• _Objective_
Extract every record, exactly as written, and ignore the pictures.

Pointing dataset excerpts:
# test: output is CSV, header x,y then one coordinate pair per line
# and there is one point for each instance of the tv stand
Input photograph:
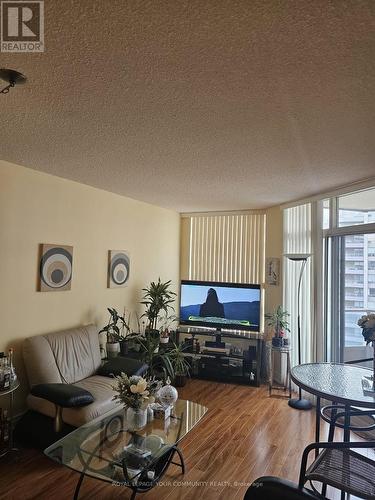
x,y
215,361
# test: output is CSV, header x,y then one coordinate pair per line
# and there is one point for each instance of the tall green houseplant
x,y
157,298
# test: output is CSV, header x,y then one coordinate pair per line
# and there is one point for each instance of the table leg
x,y
271,373
317,424
332,427
78,487
288,374
182,463
347,424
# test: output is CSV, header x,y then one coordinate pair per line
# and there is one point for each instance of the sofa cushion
x,y
66,395
101,389
62,357
115,366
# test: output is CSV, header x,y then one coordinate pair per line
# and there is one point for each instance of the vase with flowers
x,y
367,323
136,393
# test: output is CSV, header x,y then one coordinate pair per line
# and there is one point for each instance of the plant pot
x,y
136,418
113,348
180,380
277,341
124,347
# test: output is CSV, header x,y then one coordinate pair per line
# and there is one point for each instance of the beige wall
x,y
274,248
39,208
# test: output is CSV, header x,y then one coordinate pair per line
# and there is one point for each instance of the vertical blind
x,y
298,239
229,248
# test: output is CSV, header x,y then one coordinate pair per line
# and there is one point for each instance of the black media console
x,y
228,356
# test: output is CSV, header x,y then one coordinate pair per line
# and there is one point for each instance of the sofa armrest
x,y
64,395
120,364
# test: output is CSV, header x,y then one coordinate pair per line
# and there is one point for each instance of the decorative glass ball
x,y
168,395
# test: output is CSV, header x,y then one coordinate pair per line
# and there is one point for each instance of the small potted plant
x,y
165,331
117,331
164,336
158,298
136,393
367,323
181,365
278,320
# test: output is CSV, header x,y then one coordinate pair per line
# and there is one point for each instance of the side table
x,y
283,351
9,447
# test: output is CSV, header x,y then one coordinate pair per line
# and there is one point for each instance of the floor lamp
x,y
300,403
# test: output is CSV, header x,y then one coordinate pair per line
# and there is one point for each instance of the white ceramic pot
x,y
113,349
136,419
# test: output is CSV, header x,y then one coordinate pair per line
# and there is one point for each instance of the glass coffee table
x,y
106,449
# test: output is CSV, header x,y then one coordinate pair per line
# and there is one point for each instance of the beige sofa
x,y
68,357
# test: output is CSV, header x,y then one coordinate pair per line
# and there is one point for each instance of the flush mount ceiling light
x,y
12,78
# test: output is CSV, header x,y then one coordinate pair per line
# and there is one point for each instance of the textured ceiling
x,y
198,104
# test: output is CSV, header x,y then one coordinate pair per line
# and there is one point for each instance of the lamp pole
x,y
300,403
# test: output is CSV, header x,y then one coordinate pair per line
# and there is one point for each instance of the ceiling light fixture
x,y
12,78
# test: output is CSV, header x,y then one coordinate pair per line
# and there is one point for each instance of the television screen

• _Exercise output_
# test: output is CSV, header x,y then one coordinate pair per line
# and there is one point for each instance of the tv stand
Input photograph:
x,y
215,361
# test: output is CSV, header x,y then one coordinate pair per line
# and there is one point for each instance of the tall green houseplant
x,y
157,298
# test: output is CSV, header x,y then one coordinate pair per line
# and there is one point for each instance of the table leg
x,y
271,373
317,424
332,427
78,487
288,374
182,463
347,424
# test: output is CSV, header x,y then one coordinate pair per line
# and there is one point for each instance of the sofa cushion
x,y
66,395
101,389
62,357
115,366
# test: output is CSV, header x,y then one coordinate pair per line
# and there is one point for each instance of the vase with flowers
x,y
367,323
136,393
# test: output is CSV, header x,y then one coordinate pair per line
# and there is one point for each instance of the plant pot
x,y
136,418
113,348
180,380
277,341
124,347
# test: output is CSV, header x,y then one coordinate pair per line
# and there is one point for each instance of the beige wall
x,y
274,248
39,208
# test: output is CSV, header x,y then one coordinate pair per line
# and there is one point for each instance of the vertical blind
x,y
298,239
229,248
# test: output is CSV, header x,y then one coordinate pair per line
# and there is one point for each instance of the black media console
x,y
228,356
# test: output is CSV, header x,y then one coordinate pair per line
# and there is one point for each instance of the sofa armrest
x,y
64,395
120,364
# test: output is CSV, header x,y then one coordinate pair per line
# and there is one point for each instance of the decorative glass ball
x,y
168,395
# test: output is CSV, header x,y then one coordinate pair per line
# and there is one point for each instance of the small potted plant
x,y
165,331
117,331
164,336
158,298
136,393
367,323
181,365
278,320
# test: output is CSV, header x,y then one coordinate pair per line
# and there is one point for each instance of the side table
x,y
283,351
9,447
# test: output is CSV, header x,y then one coordinate pair per line
# and there is one point for each instance of the floor lamp
x,y
300,403
# test: output is CSV, header x,y then one coordinate pair per line
# and there is one point for each instance of the white ceramic pot
x,y
113,349
136,419
# test: output is CSV, header x,y then one coordinate pair per line
# and there is one point for each instance of the glass coffee table
x,y
106,449
# test: output is CSV, header x,y then one coordinate pair per line
# and there is one point for each instance of the beige sofa
x,y
68,357
# test: output is CSV, header x,y then one coordinate pair per line
# and there is one point for each instance of the flush mount ceiling light
x,y
12,78
# test: output is CSV, header x,y then one coordinate pair per line
# and there is one point for each instance of the textured ceiling
x,y
198,104
# test: output is CSV, header x,y then one coordinate pair per line
# and there is one point for each instance of the lamp pole
x,y
300,403
# test: output is CSV, header x,y then one coordinate pair per line
# and there is one point for each instance of the ceiling light fixture
x,y
12,78
# test: output is CSV, header x,y then one coordinate pair per line
# and there is one point for each instance of the television screen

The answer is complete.